__Records__:
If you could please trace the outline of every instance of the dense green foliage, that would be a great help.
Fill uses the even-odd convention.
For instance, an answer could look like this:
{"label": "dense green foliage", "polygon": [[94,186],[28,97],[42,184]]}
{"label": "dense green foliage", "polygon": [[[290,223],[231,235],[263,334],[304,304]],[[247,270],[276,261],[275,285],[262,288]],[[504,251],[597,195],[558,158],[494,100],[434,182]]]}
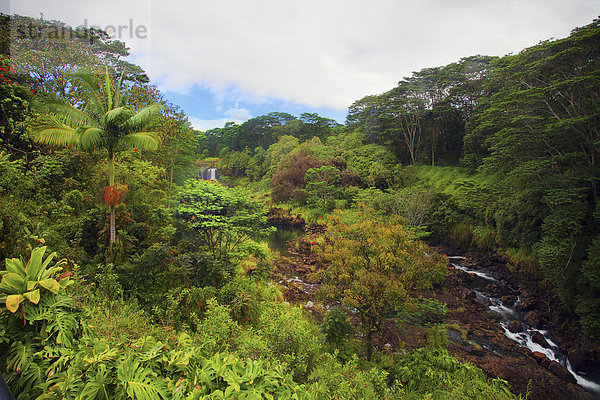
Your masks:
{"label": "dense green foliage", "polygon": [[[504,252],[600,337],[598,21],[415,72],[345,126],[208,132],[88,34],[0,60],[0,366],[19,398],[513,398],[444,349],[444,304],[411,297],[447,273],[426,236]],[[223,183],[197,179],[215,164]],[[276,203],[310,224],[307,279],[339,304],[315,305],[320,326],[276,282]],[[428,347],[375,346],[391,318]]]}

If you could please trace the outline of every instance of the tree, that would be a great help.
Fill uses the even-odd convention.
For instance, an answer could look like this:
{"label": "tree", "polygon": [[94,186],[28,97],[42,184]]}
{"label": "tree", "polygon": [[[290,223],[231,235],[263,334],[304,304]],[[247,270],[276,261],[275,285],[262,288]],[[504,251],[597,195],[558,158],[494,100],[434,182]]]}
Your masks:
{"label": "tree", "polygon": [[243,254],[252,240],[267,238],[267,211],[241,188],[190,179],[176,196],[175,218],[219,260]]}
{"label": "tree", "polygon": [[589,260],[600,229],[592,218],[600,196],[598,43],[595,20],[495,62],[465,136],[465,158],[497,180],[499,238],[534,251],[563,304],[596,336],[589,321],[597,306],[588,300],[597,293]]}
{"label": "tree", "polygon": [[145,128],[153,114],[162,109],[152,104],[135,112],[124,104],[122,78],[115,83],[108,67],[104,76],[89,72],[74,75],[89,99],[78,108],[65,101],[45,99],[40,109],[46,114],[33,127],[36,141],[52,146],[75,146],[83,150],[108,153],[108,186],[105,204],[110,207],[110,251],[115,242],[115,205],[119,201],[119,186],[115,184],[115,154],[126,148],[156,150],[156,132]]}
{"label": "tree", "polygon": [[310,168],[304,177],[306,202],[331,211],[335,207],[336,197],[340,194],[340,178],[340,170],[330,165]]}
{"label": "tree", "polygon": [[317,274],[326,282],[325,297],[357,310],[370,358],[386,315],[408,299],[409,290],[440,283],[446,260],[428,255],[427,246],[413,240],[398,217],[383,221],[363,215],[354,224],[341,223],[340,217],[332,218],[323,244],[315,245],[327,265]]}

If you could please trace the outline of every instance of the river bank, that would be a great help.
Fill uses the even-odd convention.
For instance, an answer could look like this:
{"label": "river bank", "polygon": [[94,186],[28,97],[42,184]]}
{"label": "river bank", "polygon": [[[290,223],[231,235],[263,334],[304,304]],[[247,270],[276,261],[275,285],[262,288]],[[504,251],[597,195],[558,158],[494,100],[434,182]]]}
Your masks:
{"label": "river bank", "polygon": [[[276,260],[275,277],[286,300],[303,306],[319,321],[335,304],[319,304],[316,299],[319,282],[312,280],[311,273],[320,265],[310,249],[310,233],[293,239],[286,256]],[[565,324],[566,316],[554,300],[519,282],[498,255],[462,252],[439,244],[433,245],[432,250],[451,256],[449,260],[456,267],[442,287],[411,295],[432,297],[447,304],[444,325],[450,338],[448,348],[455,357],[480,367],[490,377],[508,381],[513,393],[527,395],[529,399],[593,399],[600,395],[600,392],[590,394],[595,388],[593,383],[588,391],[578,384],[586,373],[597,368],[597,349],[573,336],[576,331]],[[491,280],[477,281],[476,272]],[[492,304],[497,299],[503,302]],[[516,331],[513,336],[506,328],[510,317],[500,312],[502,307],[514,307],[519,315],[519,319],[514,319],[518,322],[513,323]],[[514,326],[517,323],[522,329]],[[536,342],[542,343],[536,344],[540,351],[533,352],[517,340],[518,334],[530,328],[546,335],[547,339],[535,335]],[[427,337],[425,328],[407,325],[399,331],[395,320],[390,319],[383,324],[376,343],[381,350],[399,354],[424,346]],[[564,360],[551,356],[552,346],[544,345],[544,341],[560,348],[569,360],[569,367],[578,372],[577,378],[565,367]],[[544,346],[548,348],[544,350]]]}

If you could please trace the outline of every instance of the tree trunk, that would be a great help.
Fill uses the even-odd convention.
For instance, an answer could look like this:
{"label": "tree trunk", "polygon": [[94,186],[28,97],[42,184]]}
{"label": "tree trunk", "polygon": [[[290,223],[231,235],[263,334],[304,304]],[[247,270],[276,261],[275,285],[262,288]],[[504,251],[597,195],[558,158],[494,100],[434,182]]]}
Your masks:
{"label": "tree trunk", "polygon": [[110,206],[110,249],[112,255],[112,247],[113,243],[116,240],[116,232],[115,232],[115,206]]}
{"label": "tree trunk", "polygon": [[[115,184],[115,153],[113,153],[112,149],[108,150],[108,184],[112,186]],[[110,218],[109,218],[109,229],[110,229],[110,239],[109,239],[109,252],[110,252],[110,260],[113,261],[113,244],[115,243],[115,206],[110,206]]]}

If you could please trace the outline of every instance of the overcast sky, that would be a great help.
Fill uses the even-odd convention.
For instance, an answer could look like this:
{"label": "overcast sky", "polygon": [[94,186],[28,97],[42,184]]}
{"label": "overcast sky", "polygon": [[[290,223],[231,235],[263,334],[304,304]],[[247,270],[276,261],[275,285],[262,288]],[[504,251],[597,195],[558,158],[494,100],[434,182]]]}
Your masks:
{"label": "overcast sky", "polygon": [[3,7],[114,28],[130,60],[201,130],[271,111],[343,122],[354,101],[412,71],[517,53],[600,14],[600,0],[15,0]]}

__Task details__: Would you copy each line above exactly as given, dropping any images?

__Answer space__:
If you could please trace the outline of every instance of the dense green foliage, that would be a great help.
Fill uses the even-odd convention.
For instance, an answer could look like this:
{"label": "dense green foliage", "polygon": [[94,186],[28,97],[42,184]]}
{"label": "dense green foliage", "polygon": [[[290,223],[231,235],[263,334],[304,304]],[[247,270],[276,261],[275,285],[262,288]],[[504,251],[597,195],[558,158],[494,100],[434,182]]]}
Your masks:
{"label": "dense green foliage", "polygon": [[[504,252],[600,337],[598,21],[415,72],[345,126],[208,132],[88,34],[0,60],[0,366],[19,398],[513,398],[444,349],[444,304],[411,297],[447,273],[426,236]],[[223,183],[197,179],[215,164]],[[276,203],[310,224],[307,279],[339,304],[315,305],[320,326],[276,282]],[[428,347],[375,346],[391,318]]]}

If you could please trace the outline of every instance of the tree, that would be a great help.
Fill uses the even-odd convention.
For instance, an answer could look like this:
{"label": "tree", "polygon": [[94,186],[28,97],[42,184]]}
{"label": "tree", "polygon": [[[290,223],[231,235],[263,334],[304,304]],[[247,270],[276,261],[275,285],[262,288]],[[504,251],[597,195],[558,158],[494,100],[434,182]]]}
Your masks:
{"label": "tree", "polygon": [[243,254],[252,240],[267,238],[267,211],[241,188],[190,179],[176,196],[175,218],[219,260]]}
{"label": "tree", "polygon": [[589,260],[600,229],[592,218],[600,196],[598,43],[595,20],[495,62],[465,136],[465,158],[497,180],[499,238],[534,251],[563,304],[596,336],[589,321],[597,306],[588,300],[597,293]]}
{"label": "tree", "polygon": [[145,128],[153,114],[162,109],[152,104],[135,112],[124,104],[122,78],[115,83],[108,67],[104,76],[89,72],[74,75],[89,99],[78,108],[65,101],[45,99],[40,109],[46,114],[33,127],[36,141],[52,146],[75,146],[83,150],[108,153],[108,186],[105,204],[110,207],[110,251],[115,242],[115,205],[119,201],[119,186],[115,184],[115,154],[126,148],[156,150],[156,132]]}
{"label": "tree", "polygon": [[310,168],[304,177],[306,202],[331,211],[335,207],[336,197],[340,194],[340,178],[340,170],[330,165]]}
{"label": "tree", "polygon": [[317,274],[326,282],[325,297],[357,310],[370,358],[386,315],[408,299],[409,290],[440,283],[446,260],[428,255],[427,246],[413,240],[398,217],[383,221],[363,215],[354,224],[341,223],[340,217],[332,218],[323,244],[315,245],[327,265]]}

If you could please trace the outline of every instance of the river bank, that would be a great help.
Fill uses the even-odd convention.
For instance, an answer could look like this:
{"label": "river bank", "polygon": [[94,186],[28,97],[42,184]]}
{"label": "river bank", "polygon": [[[290,223],[231,235],[263,334],[304,304]],[[247,270],[276,261],[275,285],[262,288]],[[504,251],[597,195],[558,158],[494,100],[434,182]]]}
Your masks:
{"label": "river bank", "polygon": [[[276,260],[275,277],[286,300],[303,306],[319,321],[335,304],[319,304],[316,299],[319,282],[312,280],[311,273],[320,265],[310,249],[310,233],[293,239],[286,256]],[[565,324],[566,316],[554,300],[519,282],[498,255],[462,252],[439,244],[433,245],[432,250],[451,256],[449,260],[456,267],[442,287],[411,295],[432,297],[447,304],[444,325],[450,338],[448,348],[455,357],[480,367],[490,377],[508,381],[513,393],[527,395],[529,399],[593,399],[600,395],[600,392],[590,394],[595,388],[593,383],[588,391],[578,384],[586,373],[597,368],[597,349],[573,336],[576,331]],[[491,280],[477,281],[476,272]],[[492,304],[497,299],[503,302]],[[516,331],[513,336],[506,328],[510,317],[500,312],[502,307],[514,307],[519,315],[519,319],[514,319],[518,322],[513,323]],[[514,326],[517,323],[522,329]],[[536,342],[542,343],[536,344],[540,351],[533,352],[517,340],[518,334],[530,328],[546,335],[547,339],[535,335]],[[427,337],[425,328],[407,325],[399,331],[395,320],[390,319],[383,324],[376,343],[381,350],[399,354],[424,346]],[[564,360],[551,356],[552,346],[544,345],[544,341],[560,348],[569,360],[569,367],[578,372],[577,378],[565,367]],[[544,346],[548,348],[544,350]]]}

If you could please trace the outline of every instance of the tree trunk, that would be a great help.
Fill uses the even-odd convention.
For instance, an answer could look like this:
{"label": "tree trunk", "polygon": [[94,186],[28,97],[42,184]]}
{"label": "tree trunk", "polygon": [[[290,223],[231,235],[263,334],[304,304]],[[247,270],[276,261],[275,285],[262,288]],[[504,251],[597,195],[558,158],[494,100],[434,182]]]}
Your masks:
{"label": "tree trunk", "polygon": [[110,206],[110,249],[112,255],[112,247],[113,243],[116,240],[116,232],[115,232],[115,206]]}
{"label": "tree trunk", "polygon": [[[115,184],[115,153],[113,153],[112,149],[108,150],[108,184],[112,186]],[[110,218],[109,218],[109,229],[110,229],[110,239],[109,239],[109,252],[110,252],[110,260],[113,261],[113,244],[115,243],[115,206],[110,206]]]}

If you could please trace the outline of every instance of the overcast sky, that would be a great help.
Fill uses the even-odd convention.
For instance, an answer could look like this:
{"label": "overcast sky", "polygon": [[94,186],[28,97],[42,184]]}
{"label": "overcast sky", "polygon": [[[290,223],[231,235],[263,334],[304,304]],[[247,270],[276,261],[275,285],[262,288]],[[504,251],[597,195],[558,158],[494,100],[434,182]]]}
Your masks:
{"label": "overcast sky", "polygon": [[3,7],[114,28],[130,60],[201,130],[271,111],[343,122],[354,101],[412,71],[517,53],[600,14],[600,0],[15,0]]}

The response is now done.